Curry Defends OCC's Fintech Charter, New York's DFS Sues
By Craig D. Miller, Partner, Financial Services
Stepping down as the leader of the Office of the Comptroller of the Currency (OCC), Thomas J. Curry highlighted the efforts of the agency to encourage financial innovation, particularly the agency's decision to grant fintech charters, as another lawsuit was filed challenging those charters.
What happened
With his five-year term as comptroller of the OCC ending May 5, Curry spoke at the Fintech and the Future of Finance Conference at Northwestern University about financial innovation. Calling it "an exciting time to be in banking," Curry hailed the ways in which fintech has changed how consumers relate to financial service providers and take charge of their finances.
"For me, one of the most exciting parts of this wave of innovation is the potential for technology to expand access to the unbanked and underserved, in the same way that the Internet helped democratize information," Curry told attendees. "Data from the [Federal Deposit Insurance Corporation] and others show that minorities and other traditionally underserved populations may embrace fintech at even higher rates than the general population."
Innovation is also changing the back end of banking, payments processing and even regulation, he noted, describing his approach as one of "responsible innovation" that fits within a company's business plan, with risks understood and managed and consumers treated fairly.
The OCC has engaged in multiple efforts to support responsible innovation both within banks and among fintech companies, Curry explained, which has resulted in "a debate about the appropriate way to license a fintech company and supervise its activities on a national scale."
He walked through the agency's publications and requests for comment culminating in the March publication of draft licensing standards for fintech charters.

**Data extracts:**
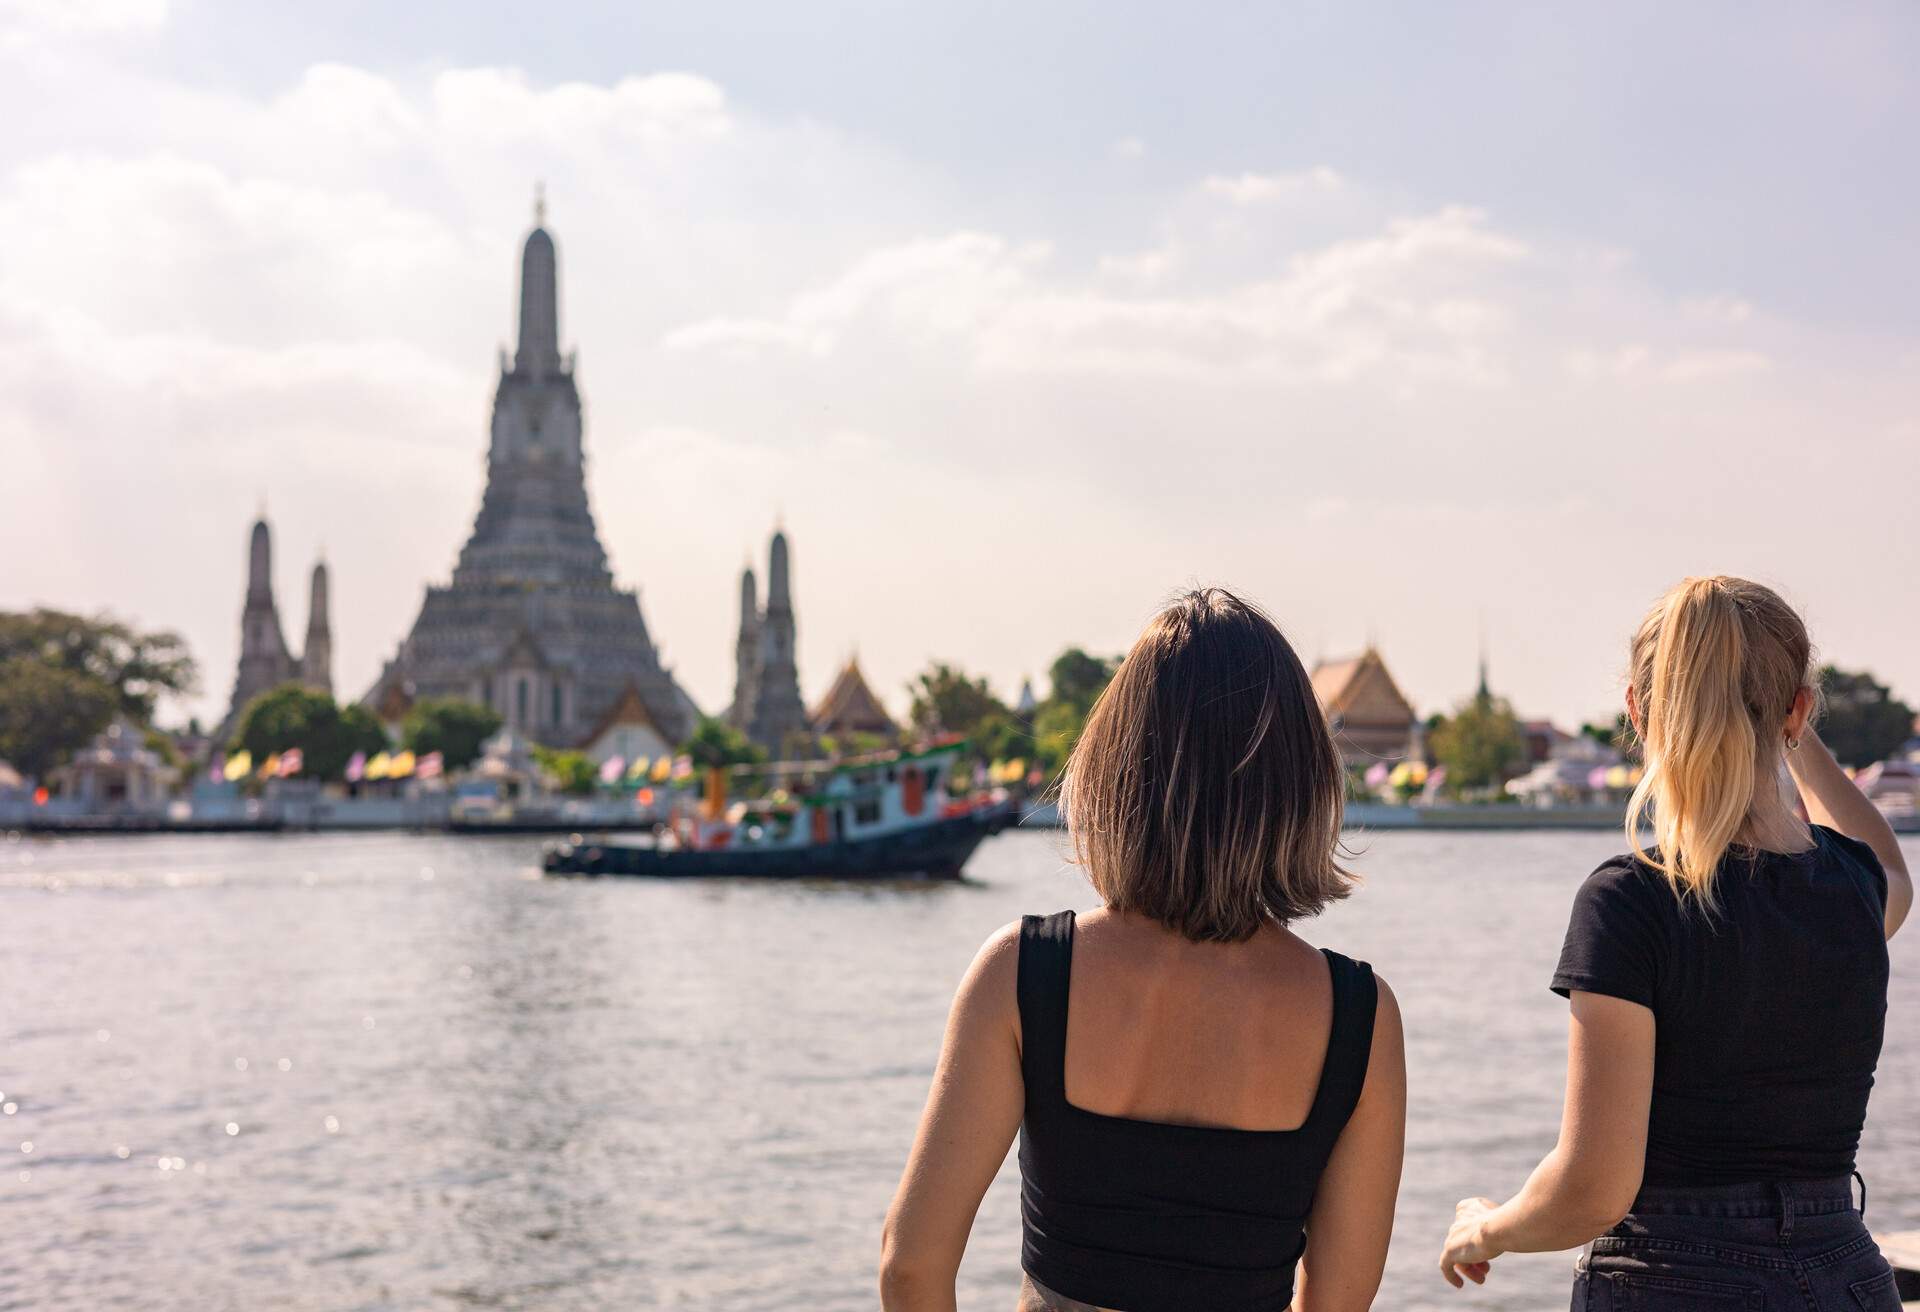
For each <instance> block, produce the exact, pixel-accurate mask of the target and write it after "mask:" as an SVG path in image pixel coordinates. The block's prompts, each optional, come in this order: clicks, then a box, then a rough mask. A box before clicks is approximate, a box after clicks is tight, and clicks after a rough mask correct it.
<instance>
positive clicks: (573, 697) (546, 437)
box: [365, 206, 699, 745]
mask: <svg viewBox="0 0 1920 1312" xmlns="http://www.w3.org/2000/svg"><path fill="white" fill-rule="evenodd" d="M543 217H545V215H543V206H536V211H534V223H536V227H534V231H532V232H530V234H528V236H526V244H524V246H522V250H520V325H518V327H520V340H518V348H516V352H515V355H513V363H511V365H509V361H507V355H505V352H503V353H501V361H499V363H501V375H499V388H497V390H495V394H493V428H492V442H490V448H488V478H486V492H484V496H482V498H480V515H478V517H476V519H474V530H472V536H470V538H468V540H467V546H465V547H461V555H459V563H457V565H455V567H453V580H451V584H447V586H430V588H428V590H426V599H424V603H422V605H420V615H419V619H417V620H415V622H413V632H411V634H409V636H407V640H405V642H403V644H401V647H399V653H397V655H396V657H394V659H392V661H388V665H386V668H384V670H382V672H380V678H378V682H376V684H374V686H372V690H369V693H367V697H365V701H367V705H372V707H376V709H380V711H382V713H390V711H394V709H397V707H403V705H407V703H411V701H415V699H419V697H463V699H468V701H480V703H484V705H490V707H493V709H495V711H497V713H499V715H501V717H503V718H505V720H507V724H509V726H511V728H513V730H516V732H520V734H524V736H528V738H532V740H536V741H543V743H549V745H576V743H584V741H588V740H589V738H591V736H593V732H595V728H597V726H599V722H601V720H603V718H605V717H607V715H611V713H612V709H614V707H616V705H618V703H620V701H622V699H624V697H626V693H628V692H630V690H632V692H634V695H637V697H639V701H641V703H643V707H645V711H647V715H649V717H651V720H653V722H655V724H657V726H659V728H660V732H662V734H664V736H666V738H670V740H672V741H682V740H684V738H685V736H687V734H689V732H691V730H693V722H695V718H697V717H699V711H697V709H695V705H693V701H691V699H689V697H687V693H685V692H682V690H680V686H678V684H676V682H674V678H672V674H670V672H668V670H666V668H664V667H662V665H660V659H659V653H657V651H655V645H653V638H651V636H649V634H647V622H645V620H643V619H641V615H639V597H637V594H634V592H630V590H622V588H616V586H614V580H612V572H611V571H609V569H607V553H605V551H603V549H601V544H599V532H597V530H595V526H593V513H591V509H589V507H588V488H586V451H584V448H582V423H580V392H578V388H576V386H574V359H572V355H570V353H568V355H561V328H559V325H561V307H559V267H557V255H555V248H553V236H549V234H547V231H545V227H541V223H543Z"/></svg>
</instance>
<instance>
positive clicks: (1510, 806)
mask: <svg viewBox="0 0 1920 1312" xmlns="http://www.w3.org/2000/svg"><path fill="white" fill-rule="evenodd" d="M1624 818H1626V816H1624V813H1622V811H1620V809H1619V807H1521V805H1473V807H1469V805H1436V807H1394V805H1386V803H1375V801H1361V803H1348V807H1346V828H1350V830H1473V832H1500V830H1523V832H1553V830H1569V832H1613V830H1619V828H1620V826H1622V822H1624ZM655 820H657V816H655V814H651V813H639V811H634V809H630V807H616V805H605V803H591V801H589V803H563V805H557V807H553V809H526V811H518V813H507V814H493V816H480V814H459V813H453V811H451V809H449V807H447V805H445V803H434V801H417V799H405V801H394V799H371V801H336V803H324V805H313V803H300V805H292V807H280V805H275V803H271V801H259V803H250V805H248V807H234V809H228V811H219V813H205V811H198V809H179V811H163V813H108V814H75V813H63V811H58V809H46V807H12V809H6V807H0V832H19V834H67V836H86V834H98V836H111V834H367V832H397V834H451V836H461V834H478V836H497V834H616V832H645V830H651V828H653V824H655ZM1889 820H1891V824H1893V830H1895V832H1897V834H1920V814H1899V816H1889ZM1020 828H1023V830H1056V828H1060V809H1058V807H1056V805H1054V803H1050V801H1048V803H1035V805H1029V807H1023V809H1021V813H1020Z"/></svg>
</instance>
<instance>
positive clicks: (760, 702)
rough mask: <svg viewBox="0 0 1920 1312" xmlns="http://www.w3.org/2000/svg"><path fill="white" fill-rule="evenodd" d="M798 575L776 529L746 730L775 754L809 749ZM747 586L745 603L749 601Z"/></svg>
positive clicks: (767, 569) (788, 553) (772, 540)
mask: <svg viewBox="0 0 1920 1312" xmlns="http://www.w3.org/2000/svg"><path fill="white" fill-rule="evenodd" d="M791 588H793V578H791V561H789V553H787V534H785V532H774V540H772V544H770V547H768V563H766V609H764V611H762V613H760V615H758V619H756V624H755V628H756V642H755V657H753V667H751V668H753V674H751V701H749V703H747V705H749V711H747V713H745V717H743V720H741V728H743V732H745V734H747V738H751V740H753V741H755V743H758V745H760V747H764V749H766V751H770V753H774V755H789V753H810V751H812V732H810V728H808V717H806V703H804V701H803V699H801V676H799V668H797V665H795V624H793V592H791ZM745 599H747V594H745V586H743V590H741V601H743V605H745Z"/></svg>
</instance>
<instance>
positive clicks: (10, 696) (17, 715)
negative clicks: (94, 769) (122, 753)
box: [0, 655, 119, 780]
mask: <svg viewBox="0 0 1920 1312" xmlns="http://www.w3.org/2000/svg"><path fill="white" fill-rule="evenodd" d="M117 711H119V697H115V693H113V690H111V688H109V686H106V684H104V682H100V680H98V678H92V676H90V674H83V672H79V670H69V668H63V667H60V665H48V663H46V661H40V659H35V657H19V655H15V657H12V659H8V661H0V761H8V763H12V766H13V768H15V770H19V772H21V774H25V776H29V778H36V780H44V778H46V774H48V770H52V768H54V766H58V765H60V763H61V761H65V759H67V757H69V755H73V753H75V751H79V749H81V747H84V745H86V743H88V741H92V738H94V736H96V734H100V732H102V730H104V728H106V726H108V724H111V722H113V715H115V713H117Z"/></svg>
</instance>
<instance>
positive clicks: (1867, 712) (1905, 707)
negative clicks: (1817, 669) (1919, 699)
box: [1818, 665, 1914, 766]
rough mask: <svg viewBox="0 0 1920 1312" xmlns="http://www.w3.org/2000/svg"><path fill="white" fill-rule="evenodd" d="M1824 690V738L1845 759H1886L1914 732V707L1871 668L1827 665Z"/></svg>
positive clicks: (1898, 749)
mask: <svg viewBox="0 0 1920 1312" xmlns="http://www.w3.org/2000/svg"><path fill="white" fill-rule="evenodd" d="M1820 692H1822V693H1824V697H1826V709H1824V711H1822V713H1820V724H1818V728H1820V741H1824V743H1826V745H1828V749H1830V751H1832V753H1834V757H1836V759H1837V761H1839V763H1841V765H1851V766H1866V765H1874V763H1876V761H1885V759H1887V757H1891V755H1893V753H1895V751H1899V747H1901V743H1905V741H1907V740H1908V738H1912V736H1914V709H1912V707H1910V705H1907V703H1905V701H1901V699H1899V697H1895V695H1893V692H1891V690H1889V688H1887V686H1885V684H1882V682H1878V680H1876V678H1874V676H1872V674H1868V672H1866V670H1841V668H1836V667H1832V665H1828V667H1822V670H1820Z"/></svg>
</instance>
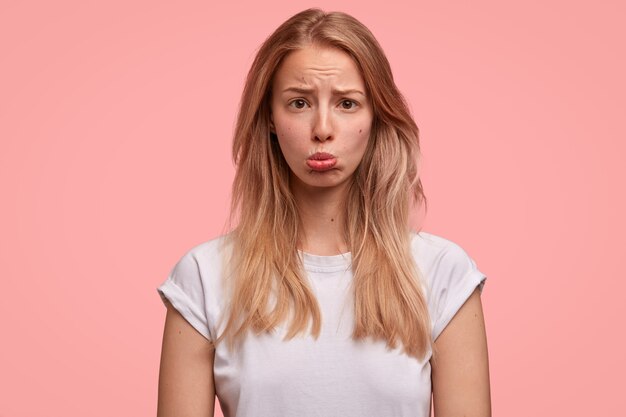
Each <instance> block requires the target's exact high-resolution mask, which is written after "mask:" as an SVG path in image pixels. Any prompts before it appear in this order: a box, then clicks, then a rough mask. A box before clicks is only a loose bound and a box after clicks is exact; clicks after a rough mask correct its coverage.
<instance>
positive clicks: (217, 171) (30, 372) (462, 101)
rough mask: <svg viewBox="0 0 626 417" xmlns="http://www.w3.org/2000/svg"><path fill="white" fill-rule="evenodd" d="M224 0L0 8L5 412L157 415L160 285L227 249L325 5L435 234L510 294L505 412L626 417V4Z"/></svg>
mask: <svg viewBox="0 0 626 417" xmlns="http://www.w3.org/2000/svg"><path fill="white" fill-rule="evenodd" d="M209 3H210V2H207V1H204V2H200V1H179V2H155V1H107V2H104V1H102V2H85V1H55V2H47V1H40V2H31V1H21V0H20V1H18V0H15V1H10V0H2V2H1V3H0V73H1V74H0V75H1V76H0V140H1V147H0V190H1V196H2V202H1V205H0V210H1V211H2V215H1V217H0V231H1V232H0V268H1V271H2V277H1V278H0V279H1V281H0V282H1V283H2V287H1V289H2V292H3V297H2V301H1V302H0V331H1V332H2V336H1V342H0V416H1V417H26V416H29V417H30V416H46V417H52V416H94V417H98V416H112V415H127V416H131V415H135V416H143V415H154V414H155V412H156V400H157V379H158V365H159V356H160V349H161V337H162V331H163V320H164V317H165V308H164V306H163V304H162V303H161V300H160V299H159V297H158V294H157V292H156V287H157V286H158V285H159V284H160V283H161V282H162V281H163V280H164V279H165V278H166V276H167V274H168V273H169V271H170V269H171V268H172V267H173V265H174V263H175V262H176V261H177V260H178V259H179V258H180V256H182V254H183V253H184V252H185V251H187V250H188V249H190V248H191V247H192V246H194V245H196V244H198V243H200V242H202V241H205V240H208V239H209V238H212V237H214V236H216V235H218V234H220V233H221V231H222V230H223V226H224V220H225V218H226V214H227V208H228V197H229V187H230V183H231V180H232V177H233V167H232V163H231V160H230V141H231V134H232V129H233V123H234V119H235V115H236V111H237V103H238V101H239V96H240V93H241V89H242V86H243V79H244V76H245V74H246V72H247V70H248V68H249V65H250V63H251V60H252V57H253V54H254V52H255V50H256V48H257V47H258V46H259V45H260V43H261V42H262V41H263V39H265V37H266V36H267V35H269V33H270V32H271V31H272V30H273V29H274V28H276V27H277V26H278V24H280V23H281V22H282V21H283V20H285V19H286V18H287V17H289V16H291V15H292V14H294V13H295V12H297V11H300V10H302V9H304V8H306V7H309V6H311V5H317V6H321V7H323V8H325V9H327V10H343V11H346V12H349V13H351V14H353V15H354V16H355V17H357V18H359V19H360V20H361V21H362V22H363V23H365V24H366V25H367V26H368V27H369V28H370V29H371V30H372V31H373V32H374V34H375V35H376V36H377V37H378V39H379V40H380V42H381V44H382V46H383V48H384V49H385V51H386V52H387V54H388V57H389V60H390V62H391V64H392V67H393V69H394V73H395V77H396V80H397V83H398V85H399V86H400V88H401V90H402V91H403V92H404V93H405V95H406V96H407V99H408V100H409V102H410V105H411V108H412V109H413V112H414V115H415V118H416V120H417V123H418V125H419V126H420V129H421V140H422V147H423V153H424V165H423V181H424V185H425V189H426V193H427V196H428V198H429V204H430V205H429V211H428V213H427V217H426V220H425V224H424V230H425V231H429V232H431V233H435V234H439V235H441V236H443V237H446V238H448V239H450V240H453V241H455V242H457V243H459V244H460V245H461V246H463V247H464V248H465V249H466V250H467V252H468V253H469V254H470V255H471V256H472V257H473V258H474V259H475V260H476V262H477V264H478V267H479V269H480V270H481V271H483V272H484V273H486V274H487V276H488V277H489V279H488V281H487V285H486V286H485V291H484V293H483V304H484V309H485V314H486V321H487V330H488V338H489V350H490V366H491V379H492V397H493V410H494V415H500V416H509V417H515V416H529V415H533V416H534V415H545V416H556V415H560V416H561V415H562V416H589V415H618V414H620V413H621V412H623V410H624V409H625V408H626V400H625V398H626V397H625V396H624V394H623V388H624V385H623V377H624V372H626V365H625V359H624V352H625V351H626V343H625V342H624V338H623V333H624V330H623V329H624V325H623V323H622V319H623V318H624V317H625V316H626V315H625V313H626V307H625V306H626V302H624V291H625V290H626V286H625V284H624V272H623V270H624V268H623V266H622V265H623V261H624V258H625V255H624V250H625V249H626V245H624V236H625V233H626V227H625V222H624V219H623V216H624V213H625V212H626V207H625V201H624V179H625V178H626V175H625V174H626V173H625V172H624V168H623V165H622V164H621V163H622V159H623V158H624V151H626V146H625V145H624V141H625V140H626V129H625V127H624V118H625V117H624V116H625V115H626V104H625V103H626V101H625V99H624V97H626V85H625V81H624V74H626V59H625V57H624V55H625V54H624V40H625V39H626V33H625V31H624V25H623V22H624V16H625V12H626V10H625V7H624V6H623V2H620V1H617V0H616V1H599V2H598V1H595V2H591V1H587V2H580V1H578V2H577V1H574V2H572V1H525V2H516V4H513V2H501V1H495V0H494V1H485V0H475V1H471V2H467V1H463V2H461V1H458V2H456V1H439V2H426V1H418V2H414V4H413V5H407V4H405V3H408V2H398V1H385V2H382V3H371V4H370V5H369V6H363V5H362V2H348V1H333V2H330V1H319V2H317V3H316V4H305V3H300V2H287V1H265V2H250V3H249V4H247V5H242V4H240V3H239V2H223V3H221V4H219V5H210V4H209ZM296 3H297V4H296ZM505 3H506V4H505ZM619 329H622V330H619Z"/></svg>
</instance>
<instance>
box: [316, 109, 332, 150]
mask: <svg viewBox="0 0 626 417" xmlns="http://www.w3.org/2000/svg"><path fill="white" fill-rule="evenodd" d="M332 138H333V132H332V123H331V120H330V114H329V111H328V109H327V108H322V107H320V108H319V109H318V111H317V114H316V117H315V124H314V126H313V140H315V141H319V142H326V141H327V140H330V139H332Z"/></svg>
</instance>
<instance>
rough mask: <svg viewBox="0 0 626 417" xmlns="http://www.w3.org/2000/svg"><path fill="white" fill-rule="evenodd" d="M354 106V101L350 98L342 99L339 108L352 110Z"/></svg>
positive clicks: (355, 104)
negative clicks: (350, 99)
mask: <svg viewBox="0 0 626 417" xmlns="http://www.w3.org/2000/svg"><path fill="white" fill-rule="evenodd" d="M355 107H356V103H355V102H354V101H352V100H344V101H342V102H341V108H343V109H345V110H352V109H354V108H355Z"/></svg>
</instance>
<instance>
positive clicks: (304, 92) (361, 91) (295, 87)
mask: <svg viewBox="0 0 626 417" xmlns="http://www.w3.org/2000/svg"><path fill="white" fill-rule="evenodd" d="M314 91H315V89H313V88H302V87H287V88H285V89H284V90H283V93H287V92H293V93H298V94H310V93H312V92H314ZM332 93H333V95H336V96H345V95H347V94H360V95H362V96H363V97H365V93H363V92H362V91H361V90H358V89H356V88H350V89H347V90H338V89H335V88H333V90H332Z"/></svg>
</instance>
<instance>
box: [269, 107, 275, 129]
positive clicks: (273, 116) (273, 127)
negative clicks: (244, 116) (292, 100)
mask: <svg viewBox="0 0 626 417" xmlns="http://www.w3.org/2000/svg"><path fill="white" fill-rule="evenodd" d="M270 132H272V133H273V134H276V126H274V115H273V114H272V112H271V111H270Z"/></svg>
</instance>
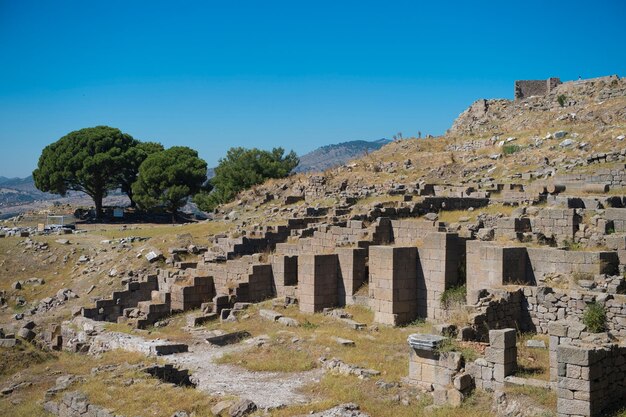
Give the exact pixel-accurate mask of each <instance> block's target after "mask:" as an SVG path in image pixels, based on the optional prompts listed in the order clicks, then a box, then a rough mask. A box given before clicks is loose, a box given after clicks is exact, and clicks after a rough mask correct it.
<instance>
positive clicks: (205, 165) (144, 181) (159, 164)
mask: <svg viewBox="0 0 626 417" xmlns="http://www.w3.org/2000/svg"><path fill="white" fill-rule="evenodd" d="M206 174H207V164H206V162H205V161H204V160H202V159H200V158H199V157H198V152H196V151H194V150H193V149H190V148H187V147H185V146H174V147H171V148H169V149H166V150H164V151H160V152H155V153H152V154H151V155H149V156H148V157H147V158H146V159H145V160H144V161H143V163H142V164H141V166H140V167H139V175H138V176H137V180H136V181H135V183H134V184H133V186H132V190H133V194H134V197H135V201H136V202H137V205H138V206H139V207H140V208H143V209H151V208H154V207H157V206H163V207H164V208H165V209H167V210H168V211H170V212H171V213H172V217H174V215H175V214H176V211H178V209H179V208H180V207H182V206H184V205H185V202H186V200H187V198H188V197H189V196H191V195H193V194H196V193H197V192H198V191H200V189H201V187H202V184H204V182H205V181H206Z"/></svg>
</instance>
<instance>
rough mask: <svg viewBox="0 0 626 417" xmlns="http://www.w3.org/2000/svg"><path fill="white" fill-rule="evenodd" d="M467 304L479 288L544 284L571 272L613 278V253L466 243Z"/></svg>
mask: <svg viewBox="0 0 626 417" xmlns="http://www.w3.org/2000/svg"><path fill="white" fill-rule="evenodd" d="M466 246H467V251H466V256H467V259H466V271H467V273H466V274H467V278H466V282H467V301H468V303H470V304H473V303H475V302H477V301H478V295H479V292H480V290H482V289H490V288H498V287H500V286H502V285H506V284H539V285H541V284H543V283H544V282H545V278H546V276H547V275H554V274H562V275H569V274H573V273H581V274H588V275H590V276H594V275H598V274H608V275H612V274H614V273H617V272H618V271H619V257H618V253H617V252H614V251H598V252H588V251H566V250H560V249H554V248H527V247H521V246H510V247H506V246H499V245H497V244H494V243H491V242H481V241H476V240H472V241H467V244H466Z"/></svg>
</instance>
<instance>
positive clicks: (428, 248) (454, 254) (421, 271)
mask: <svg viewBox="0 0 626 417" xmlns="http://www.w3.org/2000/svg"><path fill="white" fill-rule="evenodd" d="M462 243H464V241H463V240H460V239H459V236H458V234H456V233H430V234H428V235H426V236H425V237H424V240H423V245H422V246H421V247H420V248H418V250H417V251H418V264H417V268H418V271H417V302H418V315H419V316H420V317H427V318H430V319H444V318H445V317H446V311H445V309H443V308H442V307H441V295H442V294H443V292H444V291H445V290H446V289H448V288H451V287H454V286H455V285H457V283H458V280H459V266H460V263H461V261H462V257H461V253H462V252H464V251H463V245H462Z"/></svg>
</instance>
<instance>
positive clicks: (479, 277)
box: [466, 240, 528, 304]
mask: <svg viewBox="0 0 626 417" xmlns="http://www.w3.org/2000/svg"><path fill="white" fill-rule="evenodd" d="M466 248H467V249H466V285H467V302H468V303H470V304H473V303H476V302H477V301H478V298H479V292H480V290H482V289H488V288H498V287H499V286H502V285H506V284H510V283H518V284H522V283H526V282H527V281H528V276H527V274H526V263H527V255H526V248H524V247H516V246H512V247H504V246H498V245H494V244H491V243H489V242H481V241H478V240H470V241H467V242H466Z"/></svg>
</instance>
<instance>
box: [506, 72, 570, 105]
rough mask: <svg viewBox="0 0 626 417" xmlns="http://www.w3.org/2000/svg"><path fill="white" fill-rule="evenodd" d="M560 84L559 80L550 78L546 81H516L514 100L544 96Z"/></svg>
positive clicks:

**Tasks:**
1. Translate this sentence from the article on Curry and the fintech charter into Spanish: "He walked through the agency's publications and requests for comment culminating in the March publication of draft licensing standards for fintech charters."
2. Please print the passage of the article on Curry and the fintech charter from "He walked through" up to and including "for fintech charters.", word for word.
The records above come from a separate source.

**Solved problems:**
1. Repasó las publicaciones y las solicitudes de comentarios de la agencia, que culminaron con la publicación en marzo del borrador de normas para la concesión de licencias bancarias a empresas fintech.

2.
He walked through the agency's publications and requests for comment culminating in the March publication of draft licensing standards for fintech charters.